Source records
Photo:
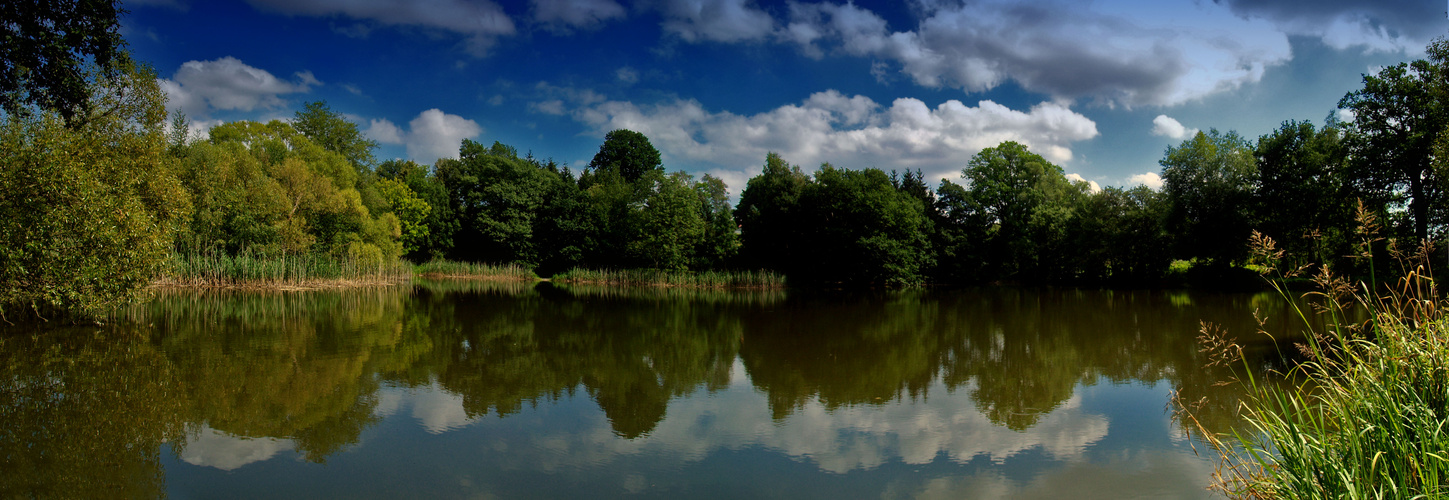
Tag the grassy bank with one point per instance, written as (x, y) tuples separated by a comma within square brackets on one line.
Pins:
[(283, 271), (474, 271), (312, 271), (1365, 413), (674, 278)]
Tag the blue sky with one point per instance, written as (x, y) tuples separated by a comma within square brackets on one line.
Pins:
[(1099, 87)]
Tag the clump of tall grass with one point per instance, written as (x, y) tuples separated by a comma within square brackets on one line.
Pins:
[(674, 278), (439, 268), (1365, 413), (305, 270)]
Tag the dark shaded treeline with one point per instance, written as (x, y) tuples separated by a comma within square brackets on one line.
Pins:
[(94, 207), (84, 410)]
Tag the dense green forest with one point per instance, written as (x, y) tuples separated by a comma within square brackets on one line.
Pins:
[(102, 190)]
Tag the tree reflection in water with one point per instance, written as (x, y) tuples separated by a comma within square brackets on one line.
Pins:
[(86, 410)]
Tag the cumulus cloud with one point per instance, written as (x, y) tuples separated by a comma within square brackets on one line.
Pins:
[(219, 450), (1168, 126), (1141, 54), (429, 136), (1388, 25), (199, 87), (716, 21), (1151, 180), (628, 76), (565, 15), (480, 21), (835, 439), (846, 131)]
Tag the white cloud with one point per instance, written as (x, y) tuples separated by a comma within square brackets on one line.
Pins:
[(384, 131), (1168, 126), (199, 87), (213, 448), (1151, 180), (716, 21), (1091, 186), (628, 76), (429, 136), (852, 132), (564, 15), (552, 106), (835, 438), (1375, 26), (480, 21), (1138, 54), (435, 135)]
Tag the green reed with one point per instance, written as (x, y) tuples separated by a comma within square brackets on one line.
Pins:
[(474, 270), (1365, 413), (305, 270), (674, 278)]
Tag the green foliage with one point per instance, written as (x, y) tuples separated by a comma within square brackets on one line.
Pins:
[(670, 225), (410, 210), (267, 189), (333, 132), (1303, 197), (87, 212), (1209, 184), (720, 241), (1397, 118), (767, 216), (441, 219), (55, 51), (470, 270), (861, 229), (626, 154), (497, 200), (1025, 203), (1365, 418), (674, 278), (302, 270)]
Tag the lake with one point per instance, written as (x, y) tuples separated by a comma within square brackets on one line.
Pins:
[(496, 390)]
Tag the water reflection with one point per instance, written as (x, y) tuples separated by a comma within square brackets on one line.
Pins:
[(991, 390)]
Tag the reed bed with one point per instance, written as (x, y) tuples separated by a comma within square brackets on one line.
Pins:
[(674, 278), (439, 268), (281, 271), (1365, 415)]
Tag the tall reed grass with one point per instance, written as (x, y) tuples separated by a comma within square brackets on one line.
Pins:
[(674, 278), (245, 270), (439, 268), (1365, 413)]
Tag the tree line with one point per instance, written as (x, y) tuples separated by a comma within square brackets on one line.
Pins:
[(100, 193)]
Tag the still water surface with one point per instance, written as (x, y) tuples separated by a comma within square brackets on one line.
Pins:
[(477, 390)]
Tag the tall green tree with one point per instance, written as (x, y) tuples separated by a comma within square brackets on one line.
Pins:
[(1209, 184), (768, 216), (87, 212), (628, 154), (429, 189), (1026, 202), (51, 52), (497, 197), (1301, 190), (333, 132), (720, 241), (857, 228), (668, 228), (1397, 116), (410, 210)]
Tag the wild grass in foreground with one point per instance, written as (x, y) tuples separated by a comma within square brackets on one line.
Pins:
[(674, 278), (1365, 415), (239, 271), (439, 268)]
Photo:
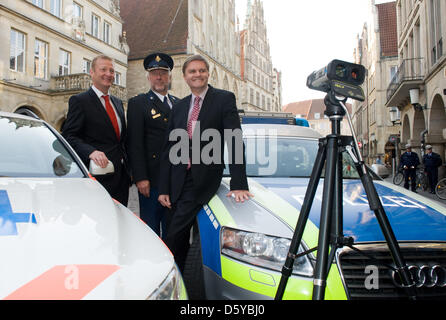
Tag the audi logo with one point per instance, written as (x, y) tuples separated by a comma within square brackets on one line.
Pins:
[(424, 277)]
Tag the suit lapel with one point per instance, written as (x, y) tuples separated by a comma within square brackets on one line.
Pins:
[(98, 104), (206, 107), (185, 111)]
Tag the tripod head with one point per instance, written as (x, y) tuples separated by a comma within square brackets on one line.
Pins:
[(340, 77)]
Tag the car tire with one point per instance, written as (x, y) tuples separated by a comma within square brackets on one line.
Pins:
[(193, 275)]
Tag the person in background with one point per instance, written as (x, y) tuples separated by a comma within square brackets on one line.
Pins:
[(431, 162), (147, 119), (186, 186), (96, 129), (409, 162)]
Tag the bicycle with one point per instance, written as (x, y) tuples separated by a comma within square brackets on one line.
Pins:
[(440, 189)]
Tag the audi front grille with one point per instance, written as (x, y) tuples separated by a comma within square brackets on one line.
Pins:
[(367, 275)]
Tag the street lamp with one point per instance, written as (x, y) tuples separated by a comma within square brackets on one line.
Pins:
[(395, 115)]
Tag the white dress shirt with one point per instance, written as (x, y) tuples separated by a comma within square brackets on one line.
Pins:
[(99, 93)]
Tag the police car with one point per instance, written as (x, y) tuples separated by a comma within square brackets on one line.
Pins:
[(240, 248), (61, 235)]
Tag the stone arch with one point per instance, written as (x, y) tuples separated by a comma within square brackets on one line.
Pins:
[(437, 118), (405, 133), (419, 125), (30, 111), (59, 123)]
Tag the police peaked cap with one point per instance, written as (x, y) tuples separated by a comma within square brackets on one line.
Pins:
[(158, 61)]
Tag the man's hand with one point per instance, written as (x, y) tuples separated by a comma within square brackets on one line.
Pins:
[(164, 199), (144, 188), (99, 158), (240, 195)]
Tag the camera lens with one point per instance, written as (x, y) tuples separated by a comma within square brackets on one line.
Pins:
[(355, 74), (341, 71)]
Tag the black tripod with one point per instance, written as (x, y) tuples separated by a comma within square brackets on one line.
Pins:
[(331, 220)]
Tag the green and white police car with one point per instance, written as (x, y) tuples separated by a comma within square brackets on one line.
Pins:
[(239, 249)]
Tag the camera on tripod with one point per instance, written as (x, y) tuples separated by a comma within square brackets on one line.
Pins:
[(341, 77)]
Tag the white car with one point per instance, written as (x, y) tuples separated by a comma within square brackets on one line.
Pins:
[(61, 235)]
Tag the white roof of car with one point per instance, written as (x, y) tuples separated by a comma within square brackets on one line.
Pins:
[(16, 115), (282, 130)]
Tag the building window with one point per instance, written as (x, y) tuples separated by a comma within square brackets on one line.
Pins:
[(64, 62), (435, 26), (41, 59), (17, 51), (56, 7), (86, 66), (38, 3), (393, 71), (94, 25), (373, 112), (117, 78), (107, 32), (77, 11)]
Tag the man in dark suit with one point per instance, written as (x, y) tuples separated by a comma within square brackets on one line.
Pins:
[(95, 127), (409, 162), (147, 119), (432, 161), (185, 186)]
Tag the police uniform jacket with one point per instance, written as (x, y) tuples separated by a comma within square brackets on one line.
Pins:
[(432, 162), (147, 120), (410, 159)]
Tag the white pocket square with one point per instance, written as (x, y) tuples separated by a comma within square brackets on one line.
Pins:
[(97, 170)]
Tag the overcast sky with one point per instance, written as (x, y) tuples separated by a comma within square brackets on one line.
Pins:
[(305, 35)]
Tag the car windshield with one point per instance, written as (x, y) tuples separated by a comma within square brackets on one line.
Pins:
[(286, 157), (30, 149)]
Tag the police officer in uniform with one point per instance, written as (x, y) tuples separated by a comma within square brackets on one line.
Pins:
[(409, 162), (147, 119), (431, 161)]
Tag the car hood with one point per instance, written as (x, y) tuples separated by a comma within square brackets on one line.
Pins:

What needs to be done
Could you turn every line of the rows above into a JSON list of strings, one string per line, skipping blank lines and leaving the pictures out?

Correct response
[
  "Photo:",
  "Tag the grassy bank with one point per instance, written as (x, y) tuples separated by a comma within square brackets on one line.",
  "Pins:",
  "[(283, 271), (474, 271), (312, 271), (1365, 413), (674, 278)]",
  "Tag the blue sky with one point per instance, written as (x, y) tuples separated by a comma within square brackets on one line.",
  "Pins:",
  "[(1099, 87)]",
  "Tag the clump of tall grass with one point per instance, written as (x, y) tuples separated by a comma within square brackets on one line.",
  "Pins:",
  "[(674, 278), (439, 268), (1365, 413), (305, 270)]",
  "Tag the dark shaded treeline with one point per instance, written as (x, y) tuples separated by a comma within square brackets on one line.",
  "Pins:",
  "[(94, 207), (84, 410)]",
  "Tag the dense green forest with one point per instance, written as (x, y) tuples separated by a comma within square brackets on one line.",
  "Pins:",
  "[(102, 190)]",
  "Tag the tree reflection in water with one point per instance, written as (x, y) tuples separated by a comma within square brackets on one line.",
  "Pins:",
  "[(86, 410)]",
  "Tag the cumulus cloud with one point per instance, written as (x, y) tuples separated by a comma within square brackets on one line.",
  "Pins:",
  "[(219, 450), (1168, 126), (1141, 54), (429, 136), (1388, 25), (199, 87), (716, 21), (1151, 180), (628, 76), (565, 15), (480, 21), (835, 439), (846, 131)]",
  "Tag the white cloud with one point per instance, written as (x, y) tuples separated by a comma within square brackets on one line.",
  "Pins:",
  "[(384, 131), (1168, 126), (199, 87), (213, 448), (1151, 180), (716, 21), (1091, 186), (628, 76), (429, 136), (852, 132), (564, 15), (552, 106), (835, 438), (1375, 26), (480, 21), (1138, 54), (435, 135)]",
  "Tag the green reed with one point per instance, written as (x, y) tuples separated by a comma within square brackets on one line.",
  "Pins:",
  "[(474, 270), (1365, 413), (305, 270), (674, 278)]",
  "Tag the green foliage with one point per instance, written as (x, y) tuples separated by a comma within square brackets on one line.",
  "Pins:",
  "[(670, 225), (410, 210), (267, 189), (333, 132), (1303, 197), (87, 212), (1209, 184), (720, 241), (1397, 118), (767, 216), (441, 219), (55, 51), (470, 270), (861, 229), (626, 154), (497, 200), (1025, 203), (1365, 418), (674, 278), (302, 270)]",
  "Tag the lake with one point per instance, written as (x, y) tuples separated by a comma within square brackets on one line.",
  "Pins:",
  "[(496, 390)]",
  "Tag the water reflection with one point per instance, written as (x, y) tuples separated by a comma within square brackets on one line.",
  "Pins:",
  "[(991, 390)]",
  "Tag the reed bed with one point per instance, written as (x, y) tuples separated by a comma within square brackets on one line.",
  "Pins:",
  "[(674, 278), (439, 268), (281, 271), (1365, 415)]",
  "Tag the tall reed grass with one point per instance, written as (x, y) tuples separated by a comma within square brackets on one line.",
  "Pins:",
  "[(674, 278), (245, 270), (439, 268), (1365, 413)]",
  "Tag the tree line with one point per instance, written as (x, y) tuples separated by a comma within square brackets on one line.",
  "Pins:",
  "[(100, 193)]",
  "Tag the still water surface with one point per instance, written as (x, y) tuples separated by a comma within square brackets on one line.",
  "Pins:",
  "[(477, 390)]",
  "Tag the tall green tree with one point per instance, written as (x, y) tuples separated by a comma within square brackets on one line.",
  "Pins:",
  "[(1209, 184), (768, 216), (87, 212), (628, 154), (429, 189), (1026, 202), (51, 52), (497, 197), (1301, 190), (333, 132), (720, 241), (857, 228), (668, 228), (1397, 116), (410, 210)]",
  "Tag the wild grass in foreground with one point per instance, written as (x, y) tuples separated by a comma within square brackets on one line.",
  "Pins:",
  "[(674, 278), (1365, 415), (239, 271), (439, 268)]",
  "Photo:",
  "Tag the audi logo with one point per instance, written as (x, y) tuples separated by a comma within square brackets on one line.",
  "Pins:",
  "[(424, 277)]",
  "Tag the suit lapel with one point per instance, written as (x, y) tuples separated by a comma within square brackets on one line.",
  "Pins:",
  "[(98, 104), (206, 107), (185, 111)]",
  "Tag the tripod head with one point per instance, written as (x, y) tuples separated by a comma within square brackets on one line.",
  "Pins:",
  "[(340, 77)]",
  "Tag the car tire with one point per instance, written as (x, y) tuples separated by a comma within square brackets on one line.",
  "Pins:",
  "[(193, 275)]",
  "Tag the person in background with one point per instance, written as (x, y) tuples separated by a comma within square brackets on one line.",
  "Pins:",
  "[(431, 162), (147, 119), (186, 186), (96, 129), (409, 162)]",
  "Tag the bicycle with one point per instance, written as (x, y) tuples separated by a comma within square brackets on one line.",
  "Pins:",
  "[(440, 189)]",
  "Tag the audi front grille with one point per instance, written as (x, y) tuples separated by a comma within square brackets on one line.",
  "Pins:",
  "[(367, 275)]",
  "Tag the street lamp with one point per instance, written as (x, y) tuples separated by a comma within square brackets on one line.",
  "Pins:",
  "[(395, 115)]",
  "Tag the white dress shirt with one point per instance, written as (x, y) tuples separated by a comma within square brackets on one line.",
  "Pins:",
  "[(99, 93)]",
  "Tag the police car with one point per instance, written as (x, y) tuples separated by a comma within square brackets on one line.",
  "Pins:",
  "[(240, 248), (61, 235)]",
  "Tag the stone arch with one point per instance, written as (x, y) tuples separated by a comma within square brackets on one line.",
  "Pins:",
  "[(437, 118), (405, 133), (419, 125), (30, 111), (59, 123)]",
  "Tag the police peaked cap with one point per instance, written as (x, y) tuples separated by a comma within square brackets on one line.",
  "Pins:",
  "[(158, 61)]",
  "Tag the man's hand with one point per instance, written as (x, y) tuples separated by a comma within square brackets on one line.",
  "Pins:",
  "[(164, 199), (144, 188), (99, 158), (240, 195)]",
  "Tag the camera lens with one point per instance, written as (x, y) tuples separated by a comma within square brackets on one line.",
  "Pins:",
  "[(355, 74), (341, 71)]",
  "Tag the black tripod with one point per instance, written as (x, y) tuples separated by a comma within square brackets on one line.",
  "Pins:",
  "[(331, 220)]",
  "Tag the green and white police car with one point per instance, written as (x, y) tuples separated by a comma within square brackets on one line.",
  "Pins:",
  "[(239, 249)]",
  "Tag the camera on tripod with one point per instance, written as (x, y) tuples separated by a comma within square brackets on one line.",
  "Pins:",
  "[(341, 77)]",
  "Tag the white car with one point per instance, written as (x, y) tuples separated by a comma within square brackets on one line.",
  "Pins:",
  "[(61, 235)]",
  "Tag the white roof of car with one point per instance, written as (x, y) tuples separated by a comma within square brackets on one line.",
  "Pins:",
  "[(16, 115), (282, 130)]",
  "Tag the building window with one point per instance, written as (x, y) tuples separated by a comma within square brackets on one line.",
  "Pins:",
  "[(64, 62), (435, 26), (41, 59), (17, 51), (56, 7), (86, 66), (38, 3), (393, 71), (94, 25), (373, 112), (117, 78), (107, 32), (77, 11)]",
  "Tag the man in dark suit with one point per instance, written as (x, y) tuples separated by a comma within square brackets on one line.",
  "Pins:",
  "[(95, 127), (409, 162), (147, 119), (432, 161), (185, 186)]",
  "Tag the police uniform jacket with one point per instance, written as (x, y) tuples separated by a comma within square brackets on one line.",
  "Pins:",
  "[(432, 162), (147, 120), (410, 159)]",
  "Tag the white pocket square with one point per instance, written as (x, y) tuples separated by a comma within square brackets on one line.",
  "Pins:",
  "[(97, 170)]",
  "Tag the overcast sky with one point per instance, written as (x, y) tuples separated by a comma within square brackets on one line.",
  "Pins:",
  "[(305, 35)]",
  "Tag the car windshield with one point per instance, written as (x, y) tuples separated by a comma within square brackets on one line.",
  "Pins:",
  "[(286, 157), (30, 149)]",
  "Tag the police officer in uniform with one point per instance, written as (x, y) tuples separated by a comma within square brackets on one line.",
  "Pins:",
  "[(409, 162), (147, 119), (431, 161)]",
  "Tag the car hood with one point per instance, written as (x, y) tuples separated by a comma within square brackets on one line.",
  "Pins:"
]